YOUR TASK:
Copy every record word for word.

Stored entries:
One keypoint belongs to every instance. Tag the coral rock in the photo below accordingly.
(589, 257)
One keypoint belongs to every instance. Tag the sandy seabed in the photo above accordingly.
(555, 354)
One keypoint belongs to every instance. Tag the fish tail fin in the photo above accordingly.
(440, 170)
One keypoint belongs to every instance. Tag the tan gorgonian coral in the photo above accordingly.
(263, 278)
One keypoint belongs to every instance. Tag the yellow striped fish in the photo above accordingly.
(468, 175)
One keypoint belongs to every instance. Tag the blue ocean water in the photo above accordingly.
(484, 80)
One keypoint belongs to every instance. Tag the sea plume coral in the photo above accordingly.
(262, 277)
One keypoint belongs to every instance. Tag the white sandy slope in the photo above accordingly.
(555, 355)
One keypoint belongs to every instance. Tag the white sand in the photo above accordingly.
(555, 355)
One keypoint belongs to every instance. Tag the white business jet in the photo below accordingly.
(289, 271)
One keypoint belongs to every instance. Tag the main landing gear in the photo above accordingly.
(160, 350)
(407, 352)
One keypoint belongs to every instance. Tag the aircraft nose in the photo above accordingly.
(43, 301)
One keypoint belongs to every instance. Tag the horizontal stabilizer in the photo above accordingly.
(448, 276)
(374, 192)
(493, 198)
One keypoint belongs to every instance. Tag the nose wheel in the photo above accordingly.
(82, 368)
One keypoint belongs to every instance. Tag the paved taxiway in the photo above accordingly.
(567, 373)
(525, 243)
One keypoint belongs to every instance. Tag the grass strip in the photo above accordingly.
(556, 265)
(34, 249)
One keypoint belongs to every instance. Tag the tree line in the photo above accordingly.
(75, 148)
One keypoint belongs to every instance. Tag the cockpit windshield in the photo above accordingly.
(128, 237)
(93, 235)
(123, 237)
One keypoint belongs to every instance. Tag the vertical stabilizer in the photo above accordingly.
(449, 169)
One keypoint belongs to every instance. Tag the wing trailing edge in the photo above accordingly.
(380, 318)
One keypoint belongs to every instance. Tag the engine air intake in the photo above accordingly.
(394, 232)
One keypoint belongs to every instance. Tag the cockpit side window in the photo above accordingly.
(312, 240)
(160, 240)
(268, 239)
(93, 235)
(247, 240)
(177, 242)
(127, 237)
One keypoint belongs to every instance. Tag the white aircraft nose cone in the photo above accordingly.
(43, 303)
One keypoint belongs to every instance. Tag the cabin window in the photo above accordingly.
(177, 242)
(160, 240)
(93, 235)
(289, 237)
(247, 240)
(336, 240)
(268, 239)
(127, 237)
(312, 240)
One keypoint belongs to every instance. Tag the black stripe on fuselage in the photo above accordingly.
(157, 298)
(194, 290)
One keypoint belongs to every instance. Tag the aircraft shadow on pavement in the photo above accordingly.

ANSWER FOR THIS EXERCISE:
One keypoint belongs to every instance. Tag the coral rock in the photo below accordingly.
(589, 257)
One keypoint belongs to every instance. Tag the sandy seabed in the photo above accordingly.
(555, 354)
One keypoint belongs to every instance. Tag the fish tail fin in the photo above accordingly.
(440, 170)
One keypoint belongs to every instance. Tag the tan gorgonian coral in the photo above accordingly.
(263, 278)
One keypoint belongs to every instance. Tag the yellow striped fish in the photo above accordingly.
(468, 175)
One keypoint belongs to every instance. Tag the blue ocean water in the photo above accordingly.
(484, 80)
One keypoint belongs to every instance. Tag the sea plume coral in the photo above accordingly.
(262, 277)
One keypoint belongs to every instance. Tag the white sandy slope in the photo above accordingly.
(555, 355)
One keypoint belongs to every instance. Tag the white sand in the photo above accordingly.
(555, 355)
One keypoint belongs to every instance. Tag the white business jet in the photo below accordingly.
(289, 271)
One keypoint belongs to every instance. Tag the main landing gear in the photo above accordingly.
(160, 350)
(407, 352)
One keypoint belongs to every instance. Tag the aircraft nose in the photo above accordingly.
(43, 301)
One keypoint belongs to every instance. Tag the horizontal stabilizer in the photo above accordingly.
(448, 276)
(374, 192)
(493, 198)
One keypoint belongs to every instance. Tag the nose wheel in the photo above accordingly.
(82, 368)
One keypoint belongs to every instance. Tag the paved taxiway in the photo above accordingly.
(567, 373)
(525, 243)
One keypoint belongs to every instance. Tag the grass strip in the photo above accordingly.
(556, 265)
(34, 249)
One keypoint belongs to every instance. Tag the tree line in the photo above accordingly.
(75, 148)
One keypoint belongs to every instance. Tag the cockpit windshield in the photo above accordingly.
(128, 237)
(93, 235)
(123, 237)
One keypoint belongs to every instance. Tag the vertical stabilizer in the photo above accordingly.
(449, 169)
One keypoint belongs to every instance. Tag the wing trailing edge in the photo above accordingly.
(380, 318)
One keypoint belongs to every instance. Tag the engine air intake in the photo above accordingly.
(394, 232)
One keypoint belongs to every instance. Tag the cockpit side window in the photo above accordingly.
(312, 240)
(160, 240)
(268, 239)
(93, 235)
(247, 240)
(177, 242)
(127, 237)
One keypoint belongs to every instance. Tag the white aircraft nose cone in the photo above accordingly.
(43, 303)
One keypoint belongs to every instance. Tag the cabin window in the photo above accordingly.
(177, 242)
(160, 240)
(93, 235)
(289, 237)
(247, 240)
(336, 240)
(268, 239)
(127, 237)
(312, 240)
One keypoint belongs to every instance. Tag the black stripe on fuselage in the photo above accordingly.
(157, 298)
(194, 290)
One keypoint belongs to every instance. Tag the aircraft shadow on pavement in the photo above accordingly.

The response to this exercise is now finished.